*TUGAS LATIHAN*. Salin ulang bagian kutipan sumber di antara "Saat itu, usianya" dan "pemuda Inggris lainnya.", termasuk kedua batas itu, tanpa mengubah satu kata pun.

*KUTIPAN SUMBER*.
_ _ _ _ _ _ _
Ia tertarik dengan Islam karena sikap pemeluknya yang santun dan terbiasa dengan hidup sehat.
Menjadi mualaf di negara mayoritas
non-Muslim, dibutuhkan perjuangan dan kesabaran ekstra untuk menghadapi
setiap tantangan. Bila tak kuat, bukan tak mungkin, Islam hanya akan
menjadi olok-olokan dan cemoohan banyak orang. Namun, bila berhasil
menaklukkan tantangan itu, cahaya Islam akan senantiasa menyinari setiap
sanubari manusia.
Situasi seperti inilah yang dialami Lucy Bushill-Matthews,
perempuan asli Inggris yang telah menjadi Muslimah selama 16 tahun.
Perkenalan Lucy dengan Islam terbilang sangat sederhana. Dalam buku
memoirnya yang berjudul Welcome to Islam, ibu dari tiga orang anak ini
menuturkan kisah perjalanan hidupnya dalam menemukan Islam.
Saat itu, usianya baru menginjak 16
tahun. Oleh kedua orang tuanya yang asli Inggris, ia dimasukkan ke
sekolah berasrama (boarding school) tradisional Inggris.
Sebelumnya, Lucy selalu menempuh
pendidikan di sekolah khusus perempuan yang siswanya beragama Kristen.
Di sekolah baru ini siswanya campur, laki-laki dan perempuan.
Saat mengenyam pendidikan di sekolah
barunya inilah, Lucy berkenalan dengan Julian, seorang pemuda Muslim
berdarah campuran Inggris-Iran. Secara fisik, sosok Julian tak ada
bedanya dengan pemuda Inggris lainnya.
Namun, perilaku dan kebiasaan Julian,
membuat Lucy tertarik. Julian tidak pernah minum minuman yang mengandung
alkohol. Bahkan, segelas anggur pun tak akan disentuhnya. Kebiasaan ini
tentu saja berbeda dan terlihat aneh dengan kebiasaan remaja Inggris,
yang senantiasa menghabiskan akhir pekan dengan minuman keras dan
mabuk-mabukan.
_ _ _ _ _ _ _
*KUTIPAN DATA*.
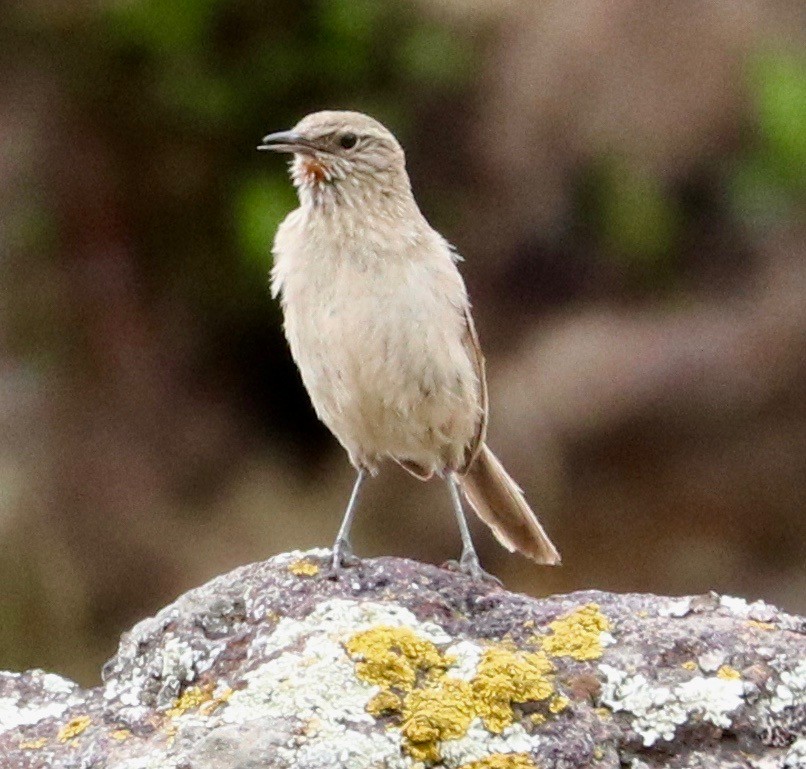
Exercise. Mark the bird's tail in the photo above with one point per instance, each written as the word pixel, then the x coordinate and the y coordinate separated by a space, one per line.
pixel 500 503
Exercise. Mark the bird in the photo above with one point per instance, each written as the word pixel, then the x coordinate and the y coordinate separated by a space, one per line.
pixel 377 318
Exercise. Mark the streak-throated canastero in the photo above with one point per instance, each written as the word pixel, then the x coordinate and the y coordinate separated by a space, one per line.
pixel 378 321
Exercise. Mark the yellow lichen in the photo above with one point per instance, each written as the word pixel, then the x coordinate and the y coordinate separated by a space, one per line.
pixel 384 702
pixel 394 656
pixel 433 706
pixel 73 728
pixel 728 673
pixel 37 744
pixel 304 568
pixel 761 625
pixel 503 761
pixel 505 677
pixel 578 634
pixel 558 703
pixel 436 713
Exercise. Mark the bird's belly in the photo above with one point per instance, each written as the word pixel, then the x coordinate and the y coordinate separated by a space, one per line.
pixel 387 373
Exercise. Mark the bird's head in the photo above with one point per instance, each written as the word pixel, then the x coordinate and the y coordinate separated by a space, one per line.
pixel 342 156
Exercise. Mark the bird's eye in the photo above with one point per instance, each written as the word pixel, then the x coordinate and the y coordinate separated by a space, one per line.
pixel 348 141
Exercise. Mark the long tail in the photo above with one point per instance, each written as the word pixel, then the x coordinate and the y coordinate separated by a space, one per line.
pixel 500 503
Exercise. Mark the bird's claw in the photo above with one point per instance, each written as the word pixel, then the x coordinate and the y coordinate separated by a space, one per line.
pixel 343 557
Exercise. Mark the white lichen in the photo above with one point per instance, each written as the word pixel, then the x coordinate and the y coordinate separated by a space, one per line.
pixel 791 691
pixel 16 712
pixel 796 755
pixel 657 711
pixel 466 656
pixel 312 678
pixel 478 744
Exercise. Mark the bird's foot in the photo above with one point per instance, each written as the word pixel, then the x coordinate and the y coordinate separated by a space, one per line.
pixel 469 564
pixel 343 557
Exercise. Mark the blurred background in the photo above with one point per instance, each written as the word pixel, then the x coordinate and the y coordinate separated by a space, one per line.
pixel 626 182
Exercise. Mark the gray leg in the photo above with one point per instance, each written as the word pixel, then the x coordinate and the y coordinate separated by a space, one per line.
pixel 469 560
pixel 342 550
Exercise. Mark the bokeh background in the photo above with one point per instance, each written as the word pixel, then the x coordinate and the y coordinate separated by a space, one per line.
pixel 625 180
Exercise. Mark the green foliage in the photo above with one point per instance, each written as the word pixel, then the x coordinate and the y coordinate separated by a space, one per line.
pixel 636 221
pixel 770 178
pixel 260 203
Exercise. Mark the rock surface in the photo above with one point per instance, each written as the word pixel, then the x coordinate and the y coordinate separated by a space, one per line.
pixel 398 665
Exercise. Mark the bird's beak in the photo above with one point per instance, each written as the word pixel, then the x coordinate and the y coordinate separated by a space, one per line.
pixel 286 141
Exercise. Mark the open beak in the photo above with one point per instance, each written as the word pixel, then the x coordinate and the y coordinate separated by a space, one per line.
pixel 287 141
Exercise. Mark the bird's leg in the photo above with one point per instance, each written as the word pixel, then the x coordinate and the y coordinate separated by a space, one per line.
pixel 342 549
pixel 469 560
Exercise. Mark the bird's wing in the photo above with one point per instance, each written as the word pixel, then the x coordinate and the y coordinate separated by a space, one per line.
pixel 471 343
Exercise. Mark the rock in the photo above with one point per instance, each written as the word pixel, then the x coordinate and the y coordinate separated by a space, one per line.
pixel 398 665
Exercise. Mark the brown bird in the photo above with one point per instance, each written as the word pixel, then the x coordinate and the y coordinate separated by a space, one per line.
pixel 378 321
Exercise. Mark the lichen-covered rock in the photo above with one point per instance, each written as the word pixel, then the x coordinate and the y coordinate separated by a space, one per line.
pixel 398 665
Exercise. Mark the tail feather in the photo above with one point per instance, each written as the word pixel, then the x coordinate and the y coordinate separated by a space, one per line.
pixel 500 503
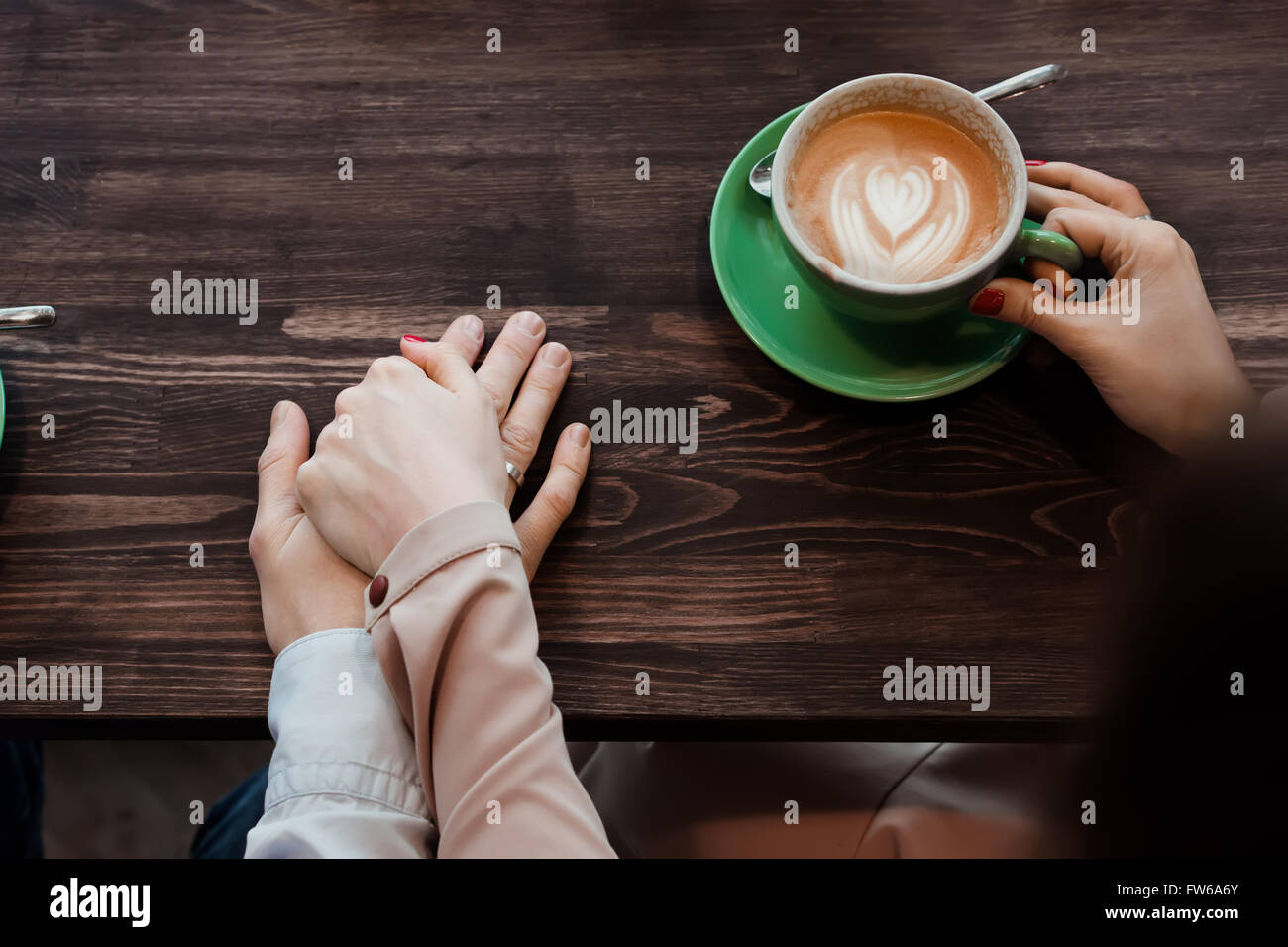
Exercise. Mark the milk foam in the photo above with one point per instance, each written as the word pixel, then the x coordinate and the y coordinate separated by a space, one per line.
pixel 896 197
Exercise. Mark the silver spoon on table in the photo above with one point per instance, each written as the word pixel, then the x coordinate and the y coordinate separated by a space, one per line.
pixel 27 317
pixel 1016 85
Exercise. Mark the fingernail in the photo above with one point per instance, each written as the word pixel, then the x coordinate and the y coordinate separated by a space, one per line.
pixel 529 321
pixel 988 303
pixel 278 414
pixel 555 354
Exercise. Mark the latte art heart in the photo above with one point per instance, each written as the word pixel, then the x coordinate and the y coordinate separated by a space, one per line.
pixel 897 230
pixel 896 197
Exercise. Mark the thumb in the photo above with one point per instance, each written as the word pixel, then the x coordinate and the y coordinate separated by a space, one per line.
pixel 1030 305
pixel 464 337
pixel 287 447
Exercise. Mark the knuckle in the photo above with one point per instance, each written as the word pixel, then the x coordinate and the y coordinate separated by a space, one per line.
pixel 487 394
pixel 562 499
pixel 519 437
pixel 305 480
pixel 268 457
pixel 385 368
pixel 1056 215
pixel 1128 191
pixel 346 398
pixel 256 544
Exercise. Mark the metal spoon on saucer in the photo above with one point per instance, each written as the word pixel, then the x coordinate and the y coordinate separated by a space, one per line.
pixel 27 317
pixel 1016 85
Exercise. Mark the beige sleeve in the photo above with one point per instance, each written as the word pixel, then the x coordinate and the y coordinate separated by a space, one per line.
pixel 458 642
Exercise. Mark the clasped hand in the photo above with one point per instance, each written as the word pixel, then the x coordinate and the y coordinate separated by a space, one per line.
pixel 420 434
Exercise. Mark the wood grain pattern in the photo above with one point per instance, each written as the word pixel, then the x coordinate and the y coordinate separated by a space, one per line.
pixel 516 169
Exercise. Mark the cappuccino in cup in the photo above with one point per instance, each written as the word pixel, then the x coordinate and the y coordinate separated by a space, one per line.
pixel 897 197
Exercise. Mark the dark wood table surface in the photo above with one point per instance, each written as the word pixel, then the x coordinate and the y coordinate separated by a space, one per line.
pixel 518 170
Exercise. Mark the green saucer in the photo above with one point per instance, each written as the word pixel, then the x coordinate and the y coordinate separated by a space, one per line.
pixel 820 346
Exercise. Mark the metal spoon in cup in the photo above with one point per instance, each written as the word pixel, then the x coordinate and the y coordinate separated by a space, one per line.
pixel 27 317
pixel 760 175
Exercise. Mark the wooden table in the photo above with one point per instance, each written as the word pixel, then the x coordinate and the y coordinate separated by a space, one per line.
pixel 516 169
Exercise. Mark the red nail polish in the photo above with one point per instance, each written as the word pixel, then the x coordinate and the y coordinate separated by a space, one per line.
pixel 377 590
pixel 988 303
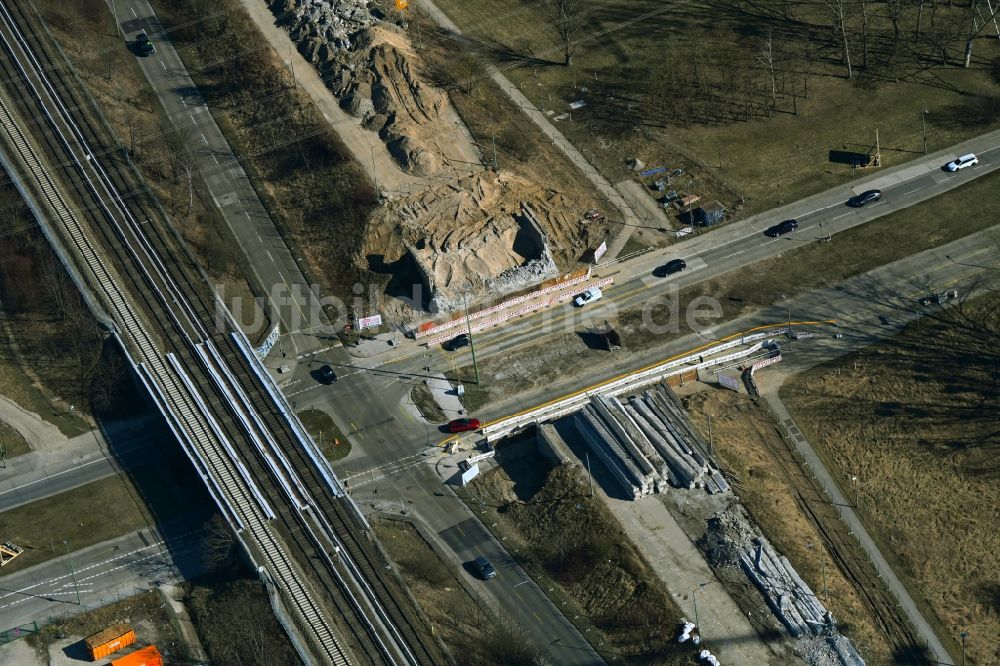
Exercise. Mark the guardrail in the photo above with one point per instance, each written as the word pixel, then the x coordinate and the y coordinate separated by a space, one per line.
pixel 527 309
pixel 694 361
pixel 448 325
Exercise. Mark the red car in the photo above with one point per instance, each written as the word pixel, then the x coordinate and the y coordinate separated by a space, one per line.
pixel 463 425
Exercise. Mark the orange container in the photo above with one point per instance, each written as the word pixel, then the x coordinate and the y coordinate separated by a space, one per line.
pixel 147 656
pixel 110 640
_ _ _ _ _ _ _
*JAWABAN LATIHAN*.
Saat itu, usianya baru menginjak 16
tahun. Oleh kedua orang tuanya yang asli Inggris, ia dimasukkan ke
sekolah berasrama (boarding school) tradisional Inggris.
Sebelumnya, Lucy selalu menempuh
pendidikan di sekolah khusus perempuan yang siswanya beragama Kristen.
Di sekolah baru ini siswanya campur, laki-laki dan perempuan.
Saat mengenyam pendidikan di sekolah
barunya inilah, Lucy berkenalan dengan Julian, seorang pemuda Muslim
berdarah campuran Inggris-Iran. Secara fisik, sosok Julian tak ada
bedanya dengan pemuda Inggris lainnya.